Activity: Reproduce the rows below, changing every "rough mask" to "coarse mask" and leaving everything else untouched.

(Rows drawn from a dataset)
********

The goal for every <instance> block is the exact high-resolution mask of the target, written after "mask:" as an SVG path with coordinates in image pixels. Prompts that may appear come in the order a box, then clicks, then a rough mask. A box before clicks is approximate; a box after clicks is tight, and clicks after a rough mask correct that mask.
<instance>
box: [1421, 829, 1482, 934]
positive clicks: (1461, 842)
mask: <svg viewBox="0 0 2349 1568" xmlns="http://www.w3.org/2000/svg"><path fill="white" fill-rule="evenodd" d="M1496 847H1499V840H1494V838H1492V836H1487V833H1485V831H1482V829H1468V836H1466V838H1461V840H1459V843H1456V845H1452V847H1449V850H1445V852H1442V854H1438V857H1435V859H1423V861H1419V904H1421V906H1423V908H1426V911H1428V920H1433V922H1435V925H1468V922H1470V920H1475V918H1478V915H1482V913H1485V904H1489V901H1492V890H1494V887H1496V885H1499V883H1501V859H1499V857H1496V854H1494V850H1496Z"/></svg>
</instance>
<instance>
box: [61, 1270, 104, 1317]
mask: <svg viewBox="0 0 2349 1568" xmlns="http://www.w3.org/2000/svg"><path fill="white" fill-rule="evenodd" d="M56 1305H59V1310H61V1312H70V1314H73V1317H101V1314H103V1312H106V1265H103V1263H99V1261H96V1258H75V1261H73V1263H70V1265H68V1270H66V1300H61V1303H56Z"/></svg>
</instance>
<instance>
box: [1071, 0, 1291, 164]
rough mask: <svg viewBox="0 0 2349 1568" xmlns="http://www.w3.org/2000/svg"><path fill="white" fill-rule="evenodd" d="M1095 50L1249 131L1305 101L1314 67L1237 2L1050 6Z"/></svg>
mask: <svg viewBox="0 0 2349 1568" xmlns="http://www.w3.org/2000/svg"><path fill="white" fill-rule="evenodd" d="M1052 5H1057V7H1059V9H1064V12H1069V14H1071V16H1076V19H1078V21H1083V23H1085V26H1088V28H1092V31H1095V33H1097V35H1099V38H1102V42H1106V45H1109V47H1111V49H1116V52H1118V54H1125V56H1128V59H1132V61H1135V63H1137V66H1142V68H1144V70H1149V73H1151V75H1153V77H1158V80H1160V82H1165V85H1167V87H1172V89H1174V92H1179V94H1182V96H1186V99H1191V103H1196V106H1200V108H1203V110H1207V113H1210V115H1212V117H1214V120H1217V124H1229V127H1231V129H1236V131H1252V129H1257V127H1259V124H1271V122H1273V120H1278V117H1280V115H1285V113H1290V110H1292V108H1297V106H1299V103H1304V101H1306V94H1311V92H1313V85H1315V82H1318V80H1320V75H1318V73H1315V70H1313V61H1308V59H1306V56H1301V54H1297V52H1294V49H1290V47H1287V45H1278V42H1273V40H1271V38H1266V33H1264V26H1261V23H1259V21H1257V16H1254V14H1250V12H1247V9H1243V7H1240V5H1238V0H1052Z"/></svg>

********

Solution to the problem:
The goal for every <instance> block is the exact high-resolution mask of the target, written after "mask:" as an SVG path with coordinates in image pixels. Prompts that may appear come in the order a box, then clicks, then a coarse mask. A box before clicks is approximate; a box after clicks is tight, and clicks after a coarse mask correct that mask.
<instance>
box: [1421, 829, 1482, 934]
positive clicks: (1461, 842)
mask: <svg viewBox="0 0 2349 1568" xmlns="http://www.w3.org/2000/svg"><path fill="white" fill-rule="evenodd" d="M1496 847H1499V840H1494V838H1492V836H1487V833H1485V831H1482V829H1468V836H1466V838H1461V840H1459V843H1456V845H1452V847H1449V850H1445V852H1442V854H1438V857H1435V859H1423V861H1419V904H1421V906H1423V908H1426V911H1428V920H1433V922H1435V925H1468V922H1470V920H1475V918H1478V915H1482V913H1485V904H1489V901H1492V890H1494V887H1496V885H1499V883H1501V859H1499V857H1496V854H1494V850H1496Z"/></svg>
</instance>
<instance>
box: [61, 1270, 104, 1317]
mask: <svg viewBox="0 0 2349 1568" xmlns="http://www.w3.org/2000/svg"><path fill="white" fill-rule="evenodd" d="M56 1305H59V1310H61V1312H70V1314H73V1317H101V1314H103V1312H106V1265H103V1263H99V1261H96V1258H75V1261H73V1263H70V1265H68V1270H66V1300H61V1303H56Z"/></svg>
</instance>
<instance>
box: [1071, 0, 1291, 164]
coarse mask: <svg viewBox="0 0 2349 1568" xmlns="http://www.w3.org/2000/svg"><path fill="white" fill-rule="evenodd" d="M1095 50L1249 131L1305 101L1314 67L1237 2L1050 6Z"/></svg>
mask: <svg viewBox="0 0 2349 1568" xmlns="http://www.w3.org/2000/svg"><path fill="white" fill-rule="evenodd" d="M1052 5H1057V7H1059V9H1064V12H1069V14H1071V16H1076V19H1078V21H1083V23H1085V26H1088V28H1092V31H1095V33H1097V35H1099V38H1102V42H1106V45H1109V47H1111V49H1116V52H1118V54H1125V56H1128V59H1132V61H1135V63H1137V66H1142V68H1144V70H1149V73H1151V75H1153V77H1158V80H1160V82H1165V85H1167V87H1172V89H1174V92H1179V94H1182V96H1186V99H1191V103H1196V106H1200V108H1203V110H1207V113H1210V115H1212V117H1214V120H1217V124H1229V127H1231V129H1236V131H1252V129H1257V127H1259V124H1271V122H1273V120H1278V117H1280V115H1285V113H1290V110H1292V108H1297V106H1299V103H1304V101H1306V94H1311V92H1313V85H1315V82H1318V80H1320V75H1318V73H1315V70H1313V61H1308V59H1306V56H1301V54H1297V52H1294V49H1290V47H1287V45H1278V42H1273V40H1271V38H1266V33H1264V26H1261V23H1259V21H1257V16H1254V14H1250V12H1247V9H1243V7H1240V5H1238V0H1052Z"/></svg>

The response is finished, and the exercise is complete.